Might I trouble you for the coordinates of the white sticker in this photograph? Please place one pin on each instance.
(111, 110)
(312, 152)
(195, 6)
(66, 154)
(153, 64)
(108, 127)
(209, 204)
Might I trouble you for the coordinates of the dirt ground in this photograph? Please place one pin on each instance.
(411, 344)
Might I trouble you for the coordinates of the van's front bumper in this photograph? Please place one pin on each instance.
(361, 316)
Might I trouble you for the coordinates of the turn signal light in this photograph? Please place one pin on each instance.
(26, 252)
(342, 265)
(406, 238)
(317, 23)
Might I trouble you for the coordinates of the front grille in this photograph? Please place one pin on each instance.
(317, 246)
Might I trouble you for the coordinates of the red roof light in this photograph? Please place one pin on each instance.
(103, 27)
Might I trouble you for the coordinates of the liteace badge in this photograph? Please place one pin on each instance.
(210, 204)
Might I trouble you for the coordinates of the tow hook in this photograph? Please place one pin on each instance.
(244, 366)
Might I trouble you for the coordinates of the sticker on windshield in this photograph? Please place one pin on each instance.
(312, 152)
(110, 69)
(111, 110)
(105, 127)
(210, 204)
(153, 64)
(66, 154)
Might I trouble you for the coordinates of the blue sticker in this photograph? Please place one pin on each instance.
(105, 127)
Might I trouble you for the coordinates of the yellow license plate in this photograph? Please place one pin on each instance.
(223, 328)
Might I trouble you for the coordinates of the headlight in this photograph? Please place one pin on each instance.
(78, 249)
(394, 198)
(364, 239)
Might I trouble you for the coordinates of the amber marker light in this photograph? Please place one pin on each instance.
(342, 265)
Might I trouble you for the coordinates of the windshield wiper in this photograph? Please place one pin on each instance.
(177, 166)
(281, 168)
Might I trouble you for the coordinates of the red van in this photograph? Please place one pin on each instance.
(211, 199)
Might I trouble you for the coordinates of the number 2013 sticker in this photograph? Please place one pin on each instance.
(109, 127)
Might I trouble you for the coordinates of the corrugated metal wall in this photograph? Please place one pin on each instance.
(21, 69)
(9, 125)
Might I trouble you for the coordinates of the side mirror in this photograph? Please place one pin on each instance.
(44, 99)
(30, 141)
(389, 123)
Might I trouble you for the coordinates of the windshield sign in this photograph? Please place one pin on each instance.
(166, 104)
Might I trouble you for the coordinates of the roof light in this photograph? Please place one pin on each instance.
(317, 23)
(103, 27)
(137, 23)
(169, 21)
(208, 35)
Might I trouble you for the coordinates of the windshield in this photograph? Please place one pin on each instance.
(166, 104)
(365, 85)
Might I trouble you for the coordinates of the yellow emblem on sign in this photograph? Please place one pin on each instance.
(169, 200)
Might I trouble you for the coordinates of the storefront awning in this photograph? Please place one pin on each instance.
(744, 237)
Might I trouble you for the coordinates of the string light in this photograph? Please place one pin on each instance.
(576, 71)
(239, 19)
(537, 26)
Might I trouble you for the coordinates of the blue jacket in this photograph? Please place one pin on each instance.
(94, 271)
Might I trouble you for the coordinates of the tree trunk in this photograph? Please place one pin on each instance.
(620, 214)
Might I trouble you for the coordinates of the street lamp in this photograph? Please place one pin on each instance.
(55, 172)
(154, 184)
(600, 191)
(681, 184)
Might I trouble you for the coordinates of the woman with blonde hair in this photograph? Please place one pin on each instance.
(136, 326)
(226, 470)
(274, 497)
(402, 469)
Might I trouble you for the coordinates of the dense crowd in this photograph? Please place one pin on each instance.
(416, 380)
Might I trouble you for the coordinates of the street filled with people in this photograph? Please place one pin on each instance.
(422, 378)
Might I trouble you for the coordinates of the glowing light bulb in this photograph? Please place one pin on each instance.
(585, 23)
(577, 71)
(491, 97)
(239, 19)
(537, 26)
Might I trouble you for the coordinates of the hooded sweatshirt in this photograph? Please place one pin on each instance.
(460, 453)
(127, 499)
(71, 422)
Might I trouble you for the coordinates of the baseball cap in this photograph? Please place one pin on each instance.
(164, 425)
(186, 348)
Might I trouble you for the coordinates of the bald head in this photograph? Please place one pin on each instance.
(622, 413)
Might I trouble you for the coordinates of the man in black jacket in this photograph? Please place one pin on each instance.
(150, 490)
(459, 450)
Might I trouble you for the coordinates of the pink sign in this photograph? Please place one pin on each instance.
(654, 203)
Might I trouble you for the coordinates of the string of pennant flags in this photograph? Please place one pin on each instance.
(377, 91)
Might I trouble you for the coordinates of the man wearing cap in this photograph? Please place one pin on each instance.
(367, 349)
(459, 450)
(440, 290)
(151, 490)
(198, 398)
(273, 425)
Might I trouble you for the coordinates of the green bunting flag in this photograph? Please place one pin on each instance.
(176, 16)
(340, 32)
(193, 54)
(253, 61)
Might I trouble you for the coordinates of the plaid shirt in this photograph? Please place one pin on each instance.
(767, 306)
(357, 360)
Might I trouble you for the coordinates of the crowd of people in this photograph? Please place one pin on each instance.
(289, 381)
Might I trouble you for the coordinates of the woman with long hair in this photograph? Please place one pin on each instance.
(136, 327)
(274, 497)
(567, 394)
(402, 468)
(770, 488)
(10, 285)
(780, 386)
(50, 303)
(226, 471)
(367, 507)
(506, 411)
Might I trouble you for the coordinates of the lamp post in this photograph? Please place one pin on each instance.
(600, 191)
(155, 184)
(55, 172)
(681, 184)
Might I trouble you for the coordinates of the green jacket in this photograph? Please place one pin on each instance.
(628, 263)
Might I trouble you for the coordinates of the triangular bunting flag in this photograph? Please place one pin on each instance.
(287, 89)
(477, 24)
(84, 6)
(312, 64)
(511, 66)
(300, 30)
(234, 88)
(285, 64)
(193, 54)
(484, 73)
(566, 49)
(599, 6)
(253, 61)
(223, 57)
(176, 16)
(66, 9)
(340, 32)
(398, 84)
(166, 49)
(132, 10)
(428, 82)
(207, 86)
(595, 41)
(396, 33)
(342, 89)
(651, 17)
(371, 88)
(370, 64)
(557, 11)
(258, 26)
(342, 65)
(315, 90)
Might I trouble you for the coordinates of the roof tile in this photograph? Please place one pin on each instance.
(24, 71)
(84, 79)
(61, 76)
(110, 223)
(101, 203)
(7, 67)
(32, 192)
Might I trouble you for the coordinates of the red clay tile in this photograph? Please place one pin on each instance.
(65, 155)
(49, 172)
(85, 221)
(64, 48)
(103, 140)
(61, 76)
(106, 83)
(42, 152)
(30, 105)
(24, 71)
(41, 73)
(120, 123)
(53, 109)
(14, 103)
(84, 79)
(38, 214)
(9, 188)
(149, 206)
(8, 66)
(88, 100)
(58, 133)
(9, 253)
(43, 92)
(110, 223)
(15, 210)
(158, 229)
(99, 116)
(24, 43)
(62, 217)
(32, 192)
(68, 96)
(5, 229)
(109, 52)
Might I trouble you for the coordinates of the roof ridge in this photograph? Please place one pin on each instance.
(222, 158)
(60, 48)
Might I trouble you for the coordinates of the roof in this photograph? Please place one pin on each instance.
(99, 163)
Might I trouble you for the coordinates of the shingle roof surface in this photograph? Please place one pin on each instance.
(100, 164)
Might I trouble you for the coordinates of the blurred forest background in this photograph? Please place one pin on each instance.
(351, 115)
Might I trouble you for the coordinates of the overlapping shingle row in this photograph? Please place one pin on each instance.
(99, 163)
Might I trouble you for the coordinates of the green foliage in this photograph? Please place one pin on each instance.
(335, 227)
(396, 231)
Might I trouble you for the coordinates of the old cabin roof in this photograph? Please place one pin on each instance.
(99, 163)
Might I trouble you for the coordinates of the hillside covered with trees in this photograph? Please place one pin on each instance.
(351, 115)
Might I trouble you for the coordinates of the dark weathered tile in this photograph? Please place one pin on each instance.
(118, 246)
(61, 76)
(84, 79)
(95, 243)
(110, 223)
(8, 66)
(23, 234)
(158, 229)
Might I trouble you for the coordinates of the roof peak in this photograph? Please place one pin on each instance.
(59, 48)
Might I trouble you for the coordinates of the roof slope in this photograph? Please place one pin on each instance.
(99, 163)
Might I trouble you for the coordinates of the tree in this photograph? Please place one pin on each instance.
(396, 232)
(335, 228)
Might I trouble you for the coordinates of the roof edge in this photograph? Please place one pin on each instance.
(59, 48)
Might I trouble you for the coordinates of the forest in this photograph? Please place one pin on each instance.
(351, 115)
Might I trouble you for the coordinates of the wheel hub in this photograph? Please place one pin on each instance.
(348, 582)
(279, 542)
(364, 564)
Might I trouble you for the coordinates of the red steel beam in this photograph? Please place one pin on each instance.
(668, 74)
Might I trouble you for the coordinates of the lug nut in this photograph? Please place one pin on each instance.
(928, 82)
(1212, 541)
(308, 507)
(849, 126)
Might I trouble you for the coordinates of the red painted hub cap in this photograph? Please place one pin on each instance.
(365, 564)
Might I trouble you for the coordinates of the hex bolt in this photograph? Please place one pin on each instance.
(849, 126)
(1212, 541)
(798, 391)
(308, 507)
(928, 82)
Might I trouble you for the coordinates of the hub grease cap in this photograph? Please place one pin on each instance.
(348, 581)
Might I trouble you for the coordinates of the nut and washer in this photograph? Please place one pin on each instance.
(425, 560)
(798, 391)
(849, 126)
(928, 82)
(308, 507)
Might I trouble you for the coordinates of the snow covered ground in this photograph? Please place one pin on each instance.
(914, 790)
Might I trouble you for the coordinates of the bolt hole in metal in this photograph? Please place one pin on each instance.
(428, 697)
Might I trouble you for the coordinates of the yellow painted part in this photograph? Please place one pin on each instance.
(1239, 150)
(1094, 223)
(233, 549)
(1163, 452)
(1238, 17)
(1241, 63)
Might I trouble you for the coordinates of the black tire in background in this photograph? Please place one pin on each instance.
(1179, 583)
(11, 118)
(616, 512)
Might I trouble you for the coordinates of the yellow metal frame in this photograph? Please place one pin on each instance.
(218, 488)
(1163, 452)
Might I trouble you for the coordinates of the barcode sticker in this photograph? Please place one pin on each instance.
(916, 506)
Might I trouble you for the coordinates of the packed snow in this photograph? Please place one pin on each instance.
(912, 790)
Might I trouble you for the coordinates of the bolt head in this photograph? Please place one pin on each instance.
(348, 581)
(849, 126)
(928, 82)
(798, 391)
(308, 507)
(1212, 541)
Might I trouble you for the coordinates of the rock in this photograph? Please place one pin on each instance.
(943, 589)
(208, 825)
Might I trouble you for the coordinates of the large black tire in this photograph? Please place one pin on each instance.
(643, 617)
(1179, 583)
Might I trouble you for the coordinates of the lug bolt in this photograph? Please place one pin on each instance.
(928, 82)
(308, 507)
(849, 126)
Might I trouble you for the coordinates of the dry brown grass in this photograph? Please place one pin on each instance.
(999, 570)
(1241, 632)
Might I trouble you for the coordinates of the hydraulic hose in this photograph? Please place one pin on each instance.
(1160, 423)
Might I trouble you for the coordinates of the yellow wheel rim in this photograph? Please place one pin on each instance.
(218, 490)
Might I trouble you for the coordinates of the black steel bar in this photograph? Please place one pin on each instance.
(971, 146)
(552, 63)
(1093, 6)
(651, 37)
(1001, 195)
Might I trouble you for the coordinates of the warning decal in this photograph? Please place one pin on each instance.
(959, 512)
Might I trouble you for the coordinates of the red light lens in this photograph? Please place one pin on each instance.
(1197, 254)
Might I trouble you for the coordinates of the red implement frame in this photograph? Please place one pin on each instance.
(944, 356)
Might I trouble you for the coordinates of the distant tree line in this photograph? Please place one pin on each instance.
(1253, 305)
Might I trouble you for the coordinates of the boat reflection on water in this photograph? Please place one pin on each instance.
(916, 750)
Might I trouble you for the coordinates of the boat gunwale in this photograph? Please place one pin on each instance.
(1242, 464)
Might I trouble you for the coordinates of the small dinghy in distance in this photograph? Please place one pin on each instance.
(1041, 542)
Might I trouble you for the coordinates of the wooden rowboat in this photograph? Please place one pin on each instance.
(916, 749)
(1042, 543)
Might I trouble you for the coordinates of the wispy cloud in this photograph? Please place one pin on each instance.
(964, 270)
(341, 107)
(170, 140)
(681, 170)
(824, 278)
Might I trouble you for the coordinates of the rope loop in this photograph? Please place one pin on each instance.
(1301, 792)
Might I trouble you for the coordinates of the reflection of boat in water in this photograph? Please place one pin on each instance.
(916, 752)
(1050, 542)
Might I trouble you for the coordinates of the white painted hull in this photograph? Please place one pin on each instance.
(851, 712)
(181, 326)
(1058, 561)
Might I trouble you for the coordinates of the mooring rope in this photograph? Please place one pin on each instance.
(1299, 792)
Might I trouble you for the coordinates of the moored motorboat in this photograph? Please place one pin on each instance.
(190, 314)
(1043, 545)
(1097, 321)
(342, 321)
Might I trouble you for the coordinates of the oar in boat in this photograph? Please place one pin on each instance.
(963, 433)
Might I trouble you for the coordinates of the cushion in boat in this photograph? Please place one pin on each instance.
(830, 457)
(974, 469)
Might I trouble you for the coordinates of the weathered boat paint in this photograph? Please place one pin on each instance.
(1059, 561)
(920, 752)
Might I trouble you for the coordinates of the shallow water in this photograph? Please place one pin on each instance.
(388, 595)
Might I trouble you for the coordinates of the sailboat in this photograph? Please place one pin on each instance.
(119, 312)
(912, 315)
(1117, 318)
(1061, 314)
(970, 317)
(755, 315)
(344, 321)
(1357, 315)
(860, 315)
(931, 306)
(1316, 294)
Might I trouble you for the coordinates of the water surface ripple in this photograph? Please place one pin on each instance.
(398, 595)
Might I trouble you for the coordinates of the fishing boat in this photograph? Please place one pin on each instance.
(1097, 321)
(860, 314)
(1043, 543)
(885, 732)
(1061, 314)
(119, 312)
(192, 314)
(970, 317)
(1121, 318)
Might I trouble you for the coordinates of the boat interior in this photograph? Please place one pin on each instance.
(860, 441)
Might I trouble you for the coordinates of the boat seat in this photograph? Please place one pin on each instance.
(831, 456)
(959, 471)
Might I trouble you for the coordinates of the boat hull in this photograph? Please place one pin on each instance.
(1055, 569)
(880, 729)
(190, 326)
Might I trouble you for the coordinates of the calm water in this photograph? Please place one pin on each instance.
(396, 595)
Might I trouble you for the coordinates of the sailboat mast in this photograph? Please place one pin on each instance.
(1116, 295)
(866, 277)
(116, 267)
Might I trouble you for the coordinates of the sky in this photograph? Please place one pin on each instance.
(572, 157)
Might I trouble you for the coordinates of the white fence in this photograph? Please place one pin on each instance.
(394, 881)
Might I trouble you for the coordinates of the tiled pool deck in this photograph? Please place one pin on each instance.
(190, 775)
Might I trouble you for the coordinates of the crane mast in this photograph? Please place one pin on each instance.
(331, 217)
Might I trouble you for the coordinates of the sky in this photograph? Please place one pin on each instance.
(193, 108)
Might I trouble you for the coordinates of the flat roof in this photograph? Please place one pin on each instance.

------------------------------------------------

## Set problem
Reproduce word for word the data from the line containing "Might I trouble you for the coordinates of the boat hull" through the final line of the data, including both.

## Response
Might I trouble you for the coordinates of the boat hull in this photograph? Please place one pin on each instance.
(1055, 569)
(880, 729)
(190, 326)
Might I trouble you for the coordinates of the calm water in this photograph? Please place one pin on each instance.
(396, 595)
Might I trouble you for the coordinates of the sailboat mast in this photograph? Please place one pin on each instance.
(1116, 295)
(866, 277)
(116, 267)
Might I trouble you for the coordinates of the sky in this photograph? Please place one pin on each instance.
(572, 157)
Might I trouble you for the coordinates of the white fence in this photograph? Please place one pin on each instance.
(394, 881)
Might I trouble you for the coordinates of the tiled pool deck in this photograph? Please place one pin on each instance.
(190, 775)
Might I trouble you for the coordinates of the crane mast in this photograph? Please place one pin on each instance.
(331, 217)
Might I trouble you for the coordinates of the sky in this photograph? Please place one pin on each instance.
(193, 108)
Might I trouble you for the coordinates of the flat roof in this photograph? Please place one pin on each instance.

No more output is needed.